_MATERIAL TO PROCESS_.
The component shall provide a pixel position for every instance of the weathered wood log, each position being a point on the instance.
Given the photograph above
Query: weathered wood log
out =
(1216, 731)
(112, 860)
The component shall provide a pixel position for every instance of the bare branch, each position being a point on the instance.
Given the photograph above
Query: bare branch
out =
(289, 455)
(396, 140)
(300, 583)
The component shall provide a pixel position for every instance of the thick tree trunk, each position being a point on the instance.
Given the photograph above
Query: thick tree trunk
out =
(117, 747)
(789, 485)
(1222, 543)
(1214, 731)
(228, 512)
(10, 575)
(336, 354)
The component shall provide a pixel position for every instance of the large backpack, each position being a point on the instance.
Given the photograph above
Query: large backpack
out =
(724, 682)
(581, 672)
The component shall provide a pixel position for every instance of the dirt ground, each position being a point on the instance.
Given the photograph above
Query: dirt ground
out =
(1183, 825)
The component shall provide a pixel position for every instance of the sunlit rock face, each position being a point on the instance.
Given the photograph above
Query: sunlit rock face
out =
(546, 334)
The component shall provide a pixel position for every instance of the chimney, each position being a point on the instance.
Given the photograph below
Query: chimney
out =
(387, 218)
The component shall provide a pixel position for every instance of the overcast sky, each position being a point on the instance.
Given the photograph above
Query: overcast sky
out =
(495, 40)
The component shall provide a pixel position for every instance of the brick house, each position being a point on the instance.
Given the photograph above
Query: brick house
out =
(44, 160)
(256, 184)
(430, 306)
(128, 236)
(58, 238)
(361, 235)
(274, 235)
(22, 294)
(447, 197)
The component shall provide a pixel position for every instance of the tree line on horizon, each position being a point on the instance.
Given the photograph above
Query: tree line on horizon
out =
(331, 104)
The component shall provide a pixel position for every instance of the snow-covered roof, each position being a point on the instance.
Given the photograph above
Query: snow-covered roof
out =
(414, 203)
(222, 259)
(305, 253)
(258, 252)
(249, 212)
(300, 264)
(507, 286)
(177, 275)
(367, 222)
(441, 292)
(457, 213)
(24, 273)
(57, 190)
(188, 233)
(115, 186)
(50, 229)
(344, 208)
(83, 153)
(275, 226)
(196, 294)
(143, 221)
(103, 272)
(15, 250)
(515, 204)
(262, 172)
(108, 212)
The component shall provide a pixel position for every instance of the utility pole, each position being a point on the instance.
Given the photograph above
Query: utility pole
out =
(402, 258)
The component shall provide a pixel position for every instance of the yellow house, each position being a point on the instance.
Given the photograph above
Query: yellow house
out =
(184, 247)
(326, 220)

_ABOUT THIS EXERCISE_.
I need all of the records above retyped exactly, please.

_RESULT_.
The component shall provide a pixel position for every instance of the weathered wood log, each position being a point on the instance.
Given the photograph above
Query: weathered wood log
out =
(1216, 731)
(112, 860)
The component shall provide a pixel position for every instance of the bare branch, each position being a point on the instance.
Given the photograph above
Query: bare branch
out =
(289, 455)
(396, 140)
(300, 583)
The component shall provide a pixel position for every instance of the thick tree trunk, each position being a point on the instance.
Given the photograph above
Query: thick tree trunk
out =
(117, 747)
(789, 485)
(1222, 543)
(1214, 731)
(228, 512)
(10, 575)
(336, 354)
The component shall provide a pixel position for every instance of the large backpack, each position being a point on the instance.
Given the photograph above
Query: large backpack
out =
(724, 682)
(581, 672)
The component shall provide a pixel position for every instance of the dirt ground, each position being a point on the instance.
Given the photograph above
Query: dirt ground
out =
(1183, 825)
The component shall provide a pixel position for every instance of the sunlit rock face, each position being a point on the instance.
Given the photograph above
Query: sunlit rock face
out =
(546, 334)
The component shall provide a pixel position for every instance of the chimney, each position being a point on the instance.
Given the photograph below
Query: chimney
out =
(387, 218)
The component shall provide a pixel position for every instance of the overcast sky, each position being a point on the instance.
Given the photograph above
Query: overcast sky
out =
(495, 40)
The component shall provide a pixel position for every instance of the brick house, each position being a point on the instance.
Given the photograph above
Query: brick house
out =
(44, 160)
(256, 184)
(430, 306)
(128, 236)
(58, 238)
(361, 235)
(274, 235)
(22, 294)
(447, 197)
The component shall provide a pixel position for every instance of the tree line on horizon, each position being a point on the instance.
Given the photograph above
Query: tree line on horizon
out =
(331, 104)
The component shall provide a pixel position for every instance of the snow-covered roof, each position being a point on the instance.
Given the photograph above
Query: snow-covered roof
out =
(414, 203)
(222, 259)
(305, 253)
(258, 252)
(249, 212)
(300, 264)
(507, 286)
(177, 275)
(367, 222)
(441, 292)
(457, 213)
(24, 273)
(57, 190)
(188, 233)
(115, 186)
(50, 229)
(344, 208)
(83, 153)
(275, 226)
(196, 294)
(143, 221)
(103, 272)
(15, 250)
(515, 204)
(262, 172)
(108, 212)
The component shall provide a pixel position for every instance of the utility pole, each position being a point on the instance.
Given the photograph above
Query: utility pole
out =
(402, 258)
The component shall provide a pixel position for every instance of the yellow house, each position being a point on the instance.
Given the photograph above
Query: yellow house
out =
(184, 247)
(326, 220)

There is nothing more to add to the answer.